== WHAT TO WORK ON ==
Copy out all of the material exactly as presented.

== MATERIAL PROVIDED ==
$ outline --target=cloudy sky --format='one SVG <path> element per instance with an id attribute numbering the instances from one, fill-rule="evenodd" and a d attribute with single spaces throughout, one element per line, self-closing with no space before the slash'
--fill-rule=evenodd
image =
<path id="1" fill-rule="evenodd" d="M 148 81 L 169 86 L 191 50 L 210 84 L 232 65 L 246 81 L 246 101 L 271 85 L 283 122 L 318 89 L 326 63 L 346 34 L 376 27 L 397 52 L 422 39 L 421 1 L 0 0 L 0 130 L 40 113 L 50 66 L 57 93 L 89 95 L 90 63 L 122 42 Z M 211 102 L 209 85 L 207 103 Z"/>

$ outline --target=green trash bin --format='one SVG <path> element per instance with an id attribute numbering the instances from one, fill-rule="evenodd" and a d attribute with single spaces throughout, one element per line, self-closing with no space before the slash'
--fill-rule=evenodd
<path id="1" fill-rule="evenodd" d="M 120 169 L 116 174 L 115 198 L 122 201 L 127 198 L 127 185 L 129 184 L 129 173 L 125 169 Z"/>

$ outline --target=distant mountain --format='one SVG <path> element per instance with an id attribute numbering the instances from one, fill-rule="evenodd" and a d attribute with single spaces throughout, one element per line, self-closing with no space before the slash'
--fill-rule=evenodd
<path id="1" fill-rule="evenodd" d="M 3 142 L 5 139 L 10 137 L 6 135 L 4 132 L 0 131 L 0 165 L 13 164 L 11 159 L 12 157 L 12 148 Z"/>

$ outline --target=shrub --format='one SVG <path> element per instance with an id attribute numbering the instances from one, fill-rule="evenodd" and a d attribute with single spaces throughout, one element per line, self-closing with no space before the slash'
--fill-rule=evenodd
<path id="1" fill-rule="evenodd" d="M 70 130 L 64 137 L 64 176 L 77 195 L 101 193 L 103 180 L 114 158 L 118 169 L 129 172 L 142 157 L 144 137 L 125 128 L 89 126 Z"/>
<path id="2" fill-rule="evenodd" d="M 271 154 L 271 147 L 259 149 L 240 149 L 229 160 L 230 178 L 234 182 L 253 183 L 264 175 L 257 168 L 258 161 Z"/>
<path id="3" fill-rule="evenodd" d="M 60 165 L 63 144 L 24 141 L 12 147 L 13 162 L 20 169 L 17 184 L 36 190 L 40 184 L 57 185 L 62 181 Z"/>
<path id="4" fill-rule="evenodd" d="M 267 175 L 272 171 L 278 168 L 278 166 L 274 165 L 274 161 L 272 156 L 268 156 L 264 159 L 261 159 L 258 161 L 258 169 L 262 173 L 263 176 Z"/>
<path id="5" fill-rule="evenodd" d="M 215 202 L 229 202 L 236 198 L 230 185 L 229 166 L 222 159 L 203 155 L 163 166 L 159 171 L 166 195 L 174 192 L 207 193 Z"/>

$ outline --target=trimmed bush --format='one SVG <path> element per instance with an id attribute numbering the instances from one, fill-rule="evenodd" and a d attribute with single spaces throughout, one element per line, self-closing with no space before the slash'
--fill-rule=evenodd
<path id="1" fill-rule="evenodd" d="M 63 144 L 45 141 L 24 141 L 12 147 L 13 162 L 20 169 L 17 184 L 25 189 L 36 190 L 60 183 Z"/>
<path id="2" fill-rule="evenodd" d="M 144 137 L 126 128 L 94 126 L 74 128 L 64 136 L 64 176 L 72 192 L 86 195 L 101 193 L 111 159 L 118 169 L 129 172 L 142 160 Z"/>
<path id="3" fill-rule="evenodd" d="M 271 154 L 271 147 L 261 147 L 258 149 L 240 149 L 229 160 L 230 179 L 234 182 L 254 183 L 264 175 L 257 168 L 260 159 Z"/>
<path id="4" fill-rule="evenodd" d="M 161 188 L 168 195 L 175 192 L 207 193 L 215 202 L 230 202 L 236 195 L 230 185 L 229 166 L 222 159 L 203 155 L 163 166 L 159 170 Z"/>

== TASK SOLUTION ==
$ outline --target=cloudy sky --format='one SVG <path> element per instance with an id attribute numbering the instances from one, fill-rule="evenodd" and a d attribute with single spaces throughout, one element per line, self-closing with no space before the slash'
--fill-rule=evenodd
image =
<path id="1" fill-rule="evenodd" d="M 148 81 L 169 86 L 191 50 L 210 84 L 232 65 L 246 81 L 246 101 L 271 85 L 283 122 L 318 89 L 326 63 L 346 34 L 376 27 L 397 52 L 422 39 L 421 1 L 0 0 L 0 130 L 40 113 L 50 66 L 57 93 L 89 95 L 90 63 L 122 42 Z M 211 102 L 209 85 L 207 103 Z"/>

$ outline --target=green trash bin --format='one SVG <path> element per instance with an id attribute numbering the instances from one, fill-rule="evenodd" and a d attribute with single spaces throughout, one element per line, self-closing with no space before the slash'
--fill-rule=evenodd
<path id="1" fill-rule="evenodd" d="M 120 169 L 116 174 L 115 198 L 122 201 L 127 198 L 127 185 L 129 184 L 129 173 L 125 169 Z"/>

$ outline --target=distant mountain --format='one SVG <path> element per instance with an id attribute numbering the instances from one, fill-rule="evenodd" and a d attribute with single spaces throughout, one element per line, self-closing with no space before the slash'
--fill-rule=evenodd
<path id="1" fill-rule="evenodd" d="M 3 142 L 5 139 L 10 137 L 6 135 L 4 132 L 0 131 L 0 165 L 13 164 L 11 159 L 12 157 L 12 148 Z"/>

$ outline --target=shrub --format='one SVG <path> element per instance with an id attribute numbering the instances from one, fill-rule="evenodd" and a d attribute with single spaces throughout, one element per line, self-closing with no space before the slash'
--fill-rule=evenodd
<path id="1" fill-rule="evenodd" d="M 70 130 L 64 137 L 64 176 L 77 195 L 101 193 L 103 180 L 114 158 L 118 169 L 129 172 L 142 157 L 144 137 L 125 128 L 89 126 Z"/>
<path id="2" fill-rule="evenodd" d="M 271 154 L 271 147 L 259 149 L 240 149 L 229 160 L 230 178 L 234 182 L 253 183 L 264 175 L 257 168 L 258 161 Z"/>
<path id="3" fill-rule="evenodd" d="M 60 165 L 63 144 L 24 141 L 12 147 L 13 162 L 20 169 L 17 184 L 36 190 L 40 184 L 57 185 L 62 181 Z"/>
<path id="4" fill-rule="evenodd" d="M 267 175 L 272 171 L 278 168 L 278 166 L 274 165 L 274 161 L 272 156 L 268 156 L 264 159 L 261 159 L 258 161 L 258 169 L 262 173 L 263 176 Z"/>
<path id="5" fill-rule="evenodd" d="M 215 202 L 229 202 L 236 198 L 230 185 L 229 166 L 222 159 L 203 155 L 163 166 L 159 171 L 166 195 L 174 192 L 207 193 Z"/>

$ outline --target=trimmed bush --format='one SVG <path> element per instance with an id attribute numbering the instances from one, fill-rule="evenodd" and a d attribute with single spaces throughout, one element per line, self-closing with no space before the slash'
--fill-rule=evenodd
<path id="1" fill-rule="evenodd" d="M 63 144 L 45 141 L 24 141 L 12 147 L 13 162 L 20 169 L 17 184 L 25 189 L 36 190 L 60 183 Z"/>
<path id="2" fill-rule="evenodd" d="M 144 137 L 126 128 L 94 126 L 74 128 L 64 136 L 64 176 L 72 192 L 86 195 L 101 193 L 111 159 L 118 169 L 129 172 L 142 160 Z"/>
<path id="3" fill-rule="evenodd" d="M 271 154 L 271 147 L 261 147 L 258 149 L 240 149 L 229 160 L 230 179 L 234 182 L 254 183 L 264 175 L 257 168 L 260 159 Z"/>
<path id="4" fill-rule="evenodd" d="M 161 188 L 168 195 L 175 192 L 207 193 L 215 202 L 230 202 L 236 195 L 230 185 L 229 166 L 222 159 L 203 155 L 163 166 L 159 170 Z"/>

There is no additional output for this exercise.